**The task:**
Locate the line that contains "Target: green foliage" in the entries below. Retype it and all following lines through the final one, character for character.
• • • • •
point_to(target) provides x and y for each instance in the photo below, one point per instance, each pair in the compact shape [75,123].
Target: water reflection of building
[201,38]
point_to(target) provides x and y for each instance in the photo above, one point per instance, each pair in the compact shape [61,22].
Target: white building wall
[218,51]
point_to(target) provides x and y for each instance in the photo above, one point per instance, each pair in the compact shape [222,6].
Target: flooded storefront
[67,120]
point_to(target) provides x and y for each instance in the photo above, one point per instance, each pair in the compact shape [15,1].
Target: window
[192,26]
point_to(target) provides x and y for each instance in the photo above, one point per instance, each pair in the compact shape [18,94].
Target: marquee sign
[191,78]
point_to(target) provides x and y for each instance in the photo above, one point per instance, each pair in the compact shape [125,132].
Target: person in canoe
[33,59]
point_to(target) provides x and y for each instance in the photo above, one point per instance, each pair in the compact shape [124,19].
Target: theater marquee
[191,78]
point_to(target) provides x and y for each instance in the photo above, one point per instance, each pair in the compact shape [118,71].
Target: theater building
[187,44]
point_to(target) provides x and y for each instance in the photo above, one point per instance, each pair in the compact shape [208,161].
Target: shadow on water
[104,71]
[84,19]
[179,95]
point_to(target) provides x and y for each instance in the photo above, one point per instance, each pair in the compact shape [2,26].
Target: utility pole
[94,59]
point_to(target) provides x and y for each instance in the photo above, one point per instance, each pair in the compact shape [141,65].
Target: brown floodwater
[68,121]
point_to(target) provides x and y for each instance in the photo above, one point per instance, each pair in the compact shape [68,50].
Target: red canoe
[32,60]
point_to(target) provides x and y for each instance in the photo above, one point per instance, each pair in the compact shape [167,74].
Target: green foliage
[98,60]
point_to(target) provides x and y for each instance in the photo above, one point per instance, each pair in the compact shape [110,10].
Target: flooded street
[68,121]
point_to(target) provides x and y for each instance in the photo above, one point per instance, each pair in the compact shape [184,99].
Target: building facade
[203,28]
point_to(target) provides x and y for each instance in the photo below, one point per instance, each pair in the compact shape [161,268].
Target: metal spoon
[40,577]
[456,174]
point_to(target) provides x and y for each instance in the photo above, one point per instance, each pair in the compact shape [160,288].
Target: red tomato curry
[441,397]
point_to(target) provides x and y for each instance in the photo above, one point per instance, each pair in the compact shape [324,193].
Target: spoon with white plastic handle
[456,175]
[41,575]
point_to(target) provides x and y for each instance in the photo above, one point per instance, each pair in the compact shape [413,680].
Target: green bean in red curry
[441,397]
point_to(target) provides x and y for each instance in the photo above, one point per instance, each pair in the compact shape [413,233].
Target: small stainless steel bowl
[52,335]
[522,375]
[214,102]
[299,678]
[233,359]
• • • • •
**Final answer:**
Target: green foliage
[98,60]
point_to(target) provides x and y for each instance in the photo above, one point per instance, each pair in the compact shape [110,10].
Target: flooded street
[68,121]
point_to(target) provides x and y for each instance in the photo above, one point per instance, each pair in the compact shape [184,99].
Target: building facade
[203,28]
point_to(target) provides x and y for each instance in the photo below, one point per instance, each pair in the compact shape [161,268].
Target: metal spoon
[40,577]
[456,174]
point_to(target) provides x and y for each instance in the photo above, one point per instance, each pair in the compact shape [160,288].
Target: red tomato curry
[441,397]
point_to(target) provides x and y for each instance in the photo above, one point per instance, each pair in the compact shape [324,193].
Target: spoon with white plastic handle
[456,175]
[41,575]
point_to(target) provides x and y for each instance in the photo above, one point per instance, each pair in the compact shape [413,680].
Target: green bean in red curry
[441,397]
point_to(target) provides x and y for each instance in the photo above, one point per instance, each pair in the compact shape [413,233].
Target: small stainless steel bowl
[52,335]
[522,375]
[214,102]
[299,678]
[233,359]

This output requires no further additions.